SUPPLIED RECORDS:

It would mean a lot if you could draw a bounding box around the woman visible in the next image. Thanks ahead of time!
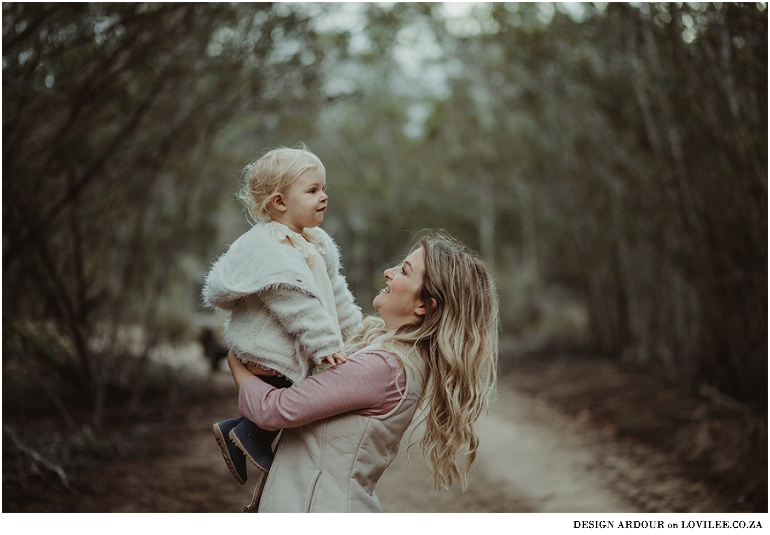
[228,232,498,512]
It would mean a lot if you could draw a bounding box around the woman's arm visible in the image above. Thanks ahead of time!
[230,352,406,430]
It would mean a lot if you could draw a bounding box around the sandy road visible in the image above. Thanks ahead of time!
[377,376,639,513]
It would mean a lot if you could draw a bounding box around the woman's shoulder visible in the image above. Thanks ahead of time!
[348,348,401,371]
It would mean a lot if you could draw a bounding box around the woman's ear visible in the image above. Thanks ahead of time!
[414,297,438,316]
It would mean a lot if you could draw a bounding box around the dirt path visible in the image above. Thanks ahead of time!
[3,350,728,513]
[377,379,725,513]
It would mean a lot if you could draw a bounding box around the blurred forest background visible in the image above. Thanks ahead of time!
[2,2,768,508]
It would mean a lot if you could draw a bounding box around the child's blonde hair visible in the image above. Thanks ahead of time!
[236,143,326,222]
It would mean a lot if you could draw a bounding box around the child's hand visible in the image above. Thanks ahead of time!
[316,351,348,366]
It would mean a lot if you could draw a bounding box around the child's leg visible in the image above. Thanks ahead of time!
[230,375,291,472]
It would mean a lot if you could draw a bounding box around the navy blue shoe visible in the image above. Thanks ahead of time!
[214,417,248,485]
[229,419,278,472]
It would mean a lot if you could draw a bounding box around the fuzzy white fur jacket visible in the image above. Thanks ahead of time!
[203,223,362,382]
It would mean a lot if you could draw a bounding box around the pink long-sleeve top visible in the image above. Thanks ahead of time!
[238,351,406,431]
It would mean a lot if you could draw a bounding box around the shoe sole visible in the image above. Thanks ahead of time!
[213,424,246,485]
[230,430,270,473]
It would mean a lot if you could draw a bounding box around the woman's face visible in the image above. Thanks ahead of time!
[372,247,425,331]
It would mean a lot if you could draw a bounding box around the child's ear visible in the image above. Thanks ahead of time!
[270,193,286,212]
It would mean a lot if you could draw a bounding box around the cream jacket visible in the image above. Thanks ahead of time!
[202,223,362,382]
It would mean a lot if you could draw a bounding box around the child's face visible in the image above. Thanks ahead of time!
[273,169,329,233]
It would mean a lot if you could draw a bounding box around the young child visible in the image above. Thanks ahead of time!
[203,145,362,484]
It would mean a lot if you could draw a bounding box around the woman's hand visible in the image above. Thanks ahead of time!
[316,351,348,367]
[227,351,254,390]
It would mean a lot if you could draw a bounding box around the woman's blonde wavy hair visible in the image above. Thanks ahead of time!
[236,143,326,222]
[350,232,499,490]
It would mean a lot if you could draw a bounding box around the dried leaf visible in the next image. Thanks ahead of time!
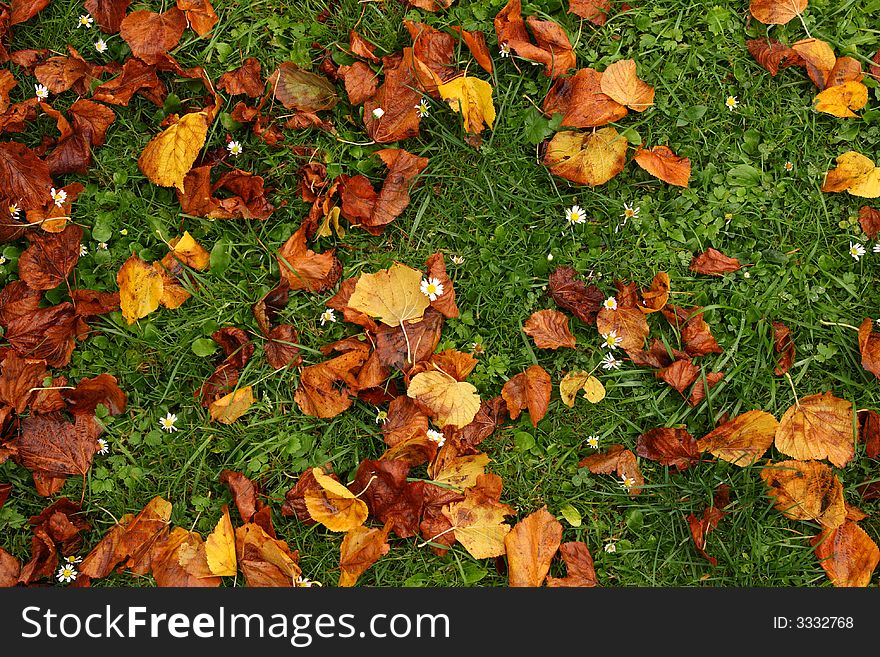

DIRECTIONS FOR THIS TASK:
Put everything above from the line containing "around the cream" down to the line containing "[227,351,254,390]", both included, into a Markdown table with two columns, Number and Text. Give each line its own number, and leave out any blank lines.

COMPLETE RESPONSE:
| Number | Text |
|---|---|
| 1 | It would mean a lot if you could draw a bounding box around the cream jacket visible in the image above. Thanks ahead of time! |
| 2 | [202,223,362,382] |
| 3 | It would mean a lot if you could draw a bounding box around the child's face visible in the image above. Thanks ahead of time! |
| 4 | [273,169,329,233] |
| 5 | It would mean a lot if you could draw a bounding box around the young child visible in the image above. Thanks ahead of time! |
| 6 | [203,145,362,484] |
| 7 | It would mean a lot if you could draw a bounding box around the woman's hand visible in the image above. Thanks ahead of time! |
| 8 | [316,351,348,367] |
| 9 | [227,351,254,390] |